- [SOURCE]:
☆ ☆ ☆ ☆ ☆ ☆ ☆

Where are you from?

Where are you from?

  • North America

    Votes: 295 39.5%
  • Central/South America

    Votes: 13 1.7%
  • Europe

    Votes: 318 42.6%
  • Asia

    Votes: 50 6.7%
  • Australia

    Votes: 45 6.0%
  • Africa

    Votes: 4 0.5%
  • Elsewhere :)

    Votes: 22 2.9%

  • Total voters
    747
Born in the country of Eternal Spring, Guatemala, USA citizen since 1961.Doing Analog and printing Photography for 56 years.
God Bless America and all the members of Rangefinder Forum. I am 74, live in Philadelphia PA:bang:
 
Pennsyltucky

Pennsyltucky

Dear Board,

I live outside of Harrisburg, PA. I was born and raised early on in the Northeast PA coal region. Truthfully, that will always be my home.

I chose to remember it for what is was, just as I remember Bucks County PA where I lived from age 5 until I was 21 for what it was.

☆ ☆ ☆ ☆ ☆ ☆ ☆

- [INPUT]:

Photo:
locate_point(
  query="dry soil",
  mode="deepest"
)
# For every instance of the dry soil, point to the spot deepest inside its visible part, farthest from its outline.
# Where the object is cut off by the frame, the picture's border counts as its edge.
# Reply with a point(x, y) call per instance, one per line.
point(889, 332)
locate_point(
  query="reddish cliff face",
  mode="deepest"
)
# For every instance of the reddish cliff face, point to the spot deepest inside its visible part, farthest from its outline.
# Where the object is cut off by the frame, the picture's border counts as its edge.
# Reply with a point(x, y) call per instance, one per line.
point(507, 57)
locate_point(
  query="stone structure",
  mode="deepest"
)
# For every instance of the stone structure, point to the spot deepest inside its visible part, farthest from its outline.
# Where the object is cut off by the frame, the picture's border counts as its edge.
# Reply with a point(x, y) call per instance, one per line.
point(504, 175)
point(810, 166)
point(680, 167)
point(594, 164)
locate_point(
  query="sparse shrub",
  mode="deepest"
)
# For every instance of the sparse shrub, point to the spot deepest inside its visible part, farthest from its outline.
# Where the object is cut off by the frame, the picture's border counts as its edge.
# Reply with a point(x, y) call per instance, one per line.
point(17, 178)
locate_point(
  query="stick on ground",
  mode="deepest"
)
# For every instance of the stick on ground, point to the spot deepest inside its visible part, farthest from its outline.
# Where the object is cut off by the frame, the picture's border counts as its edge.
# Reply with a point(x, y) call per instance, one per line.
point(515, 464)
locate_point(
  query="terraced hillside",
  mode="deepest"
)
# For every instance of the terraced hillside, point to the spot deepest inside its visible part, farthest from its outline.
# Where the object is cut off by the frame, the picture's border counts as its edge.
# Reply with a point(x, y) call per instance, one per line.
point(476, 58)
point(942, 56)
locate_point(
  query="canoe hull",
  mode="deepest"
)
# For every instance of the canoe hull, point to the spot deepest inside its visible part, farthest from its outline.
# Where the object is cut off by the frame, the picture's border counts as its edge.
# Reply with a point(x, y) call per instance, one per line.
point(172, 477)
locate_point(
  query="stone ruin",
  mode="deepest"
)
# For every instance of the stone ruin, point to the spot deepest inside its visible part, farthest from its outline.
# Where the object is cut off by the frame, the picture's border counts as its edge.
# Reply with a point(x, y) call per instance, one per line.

☆ ☆ ☆ ☆ ☆ ☆ ☆

- [GIVEN PROBLEM 1]: Type out the forum poll page again in full, with every word and line unchanged.
- [GIVEN PROBLEM 2]: Find each line in the listing that contains the string "farthest", and copy those lines. Case counts.

- [WRITTEN SOLUTION 1]:
Where are you from?

Where are you from?

  • North America

    Votes: 295 39.5%
  • Central/South America

    Votes: 13 1.7%
  • Europe

    Votes: 318 42.6%
  • Asia

    Votes: 50 6.7%
  • Australia

    Votes: 45 6.0%
  • Africa

    Votes: 4 0.5%
  • Elsewhere :)

    Votes: 22 2.9%

  • Total voters
    747
Born in the country of Eternal Spring, Guatemala, USA citizen since 1961.Doing Analog and printing Photography for 56 years.
God Bless America and all the members of Rangefinder Forum. I am 74, live in Philadelphia PA:bang:
 
Pennsyltucky

Pennsyltucky

Dear Board,

I live outside of Harrisburg, PA. I was born and raised early on in the Northeast PA coal region. Truthfully, that will always be my home.

I chose to remember it for what is was, just as I remember Bucks County PA where I lived from age 5 until I was 21 for what it was.

- [WRITTEN SOLUTION 2]:
# For every instance of the dry soil, point to the spot deepest inside its visible part, farthest from its outline.
# For every instance of the reddish cliff face, point to the spot deepest inside its visible part, farthest from its outline.
# For every instance of the stone structure, point to the spot deepest inside its visible part, farthest from its outline.
# For every instance of the sparse shrub, point to the spot deepest inside its visible part, farthest from its outline.
# For every instance of the stick on ground, point to the spot deepest inside its visible part, farthest from its outline.
# For every instance of the terraced hillside, point to the spot deepest inside its visible part, farthest from its outline.
# For every instance of the canoe hull, point to the spot deepest inside its visible part, farthest from its outline.
# For every instance of the stone ruin, point to the spot deepest inside its visible part, farthest from its outline.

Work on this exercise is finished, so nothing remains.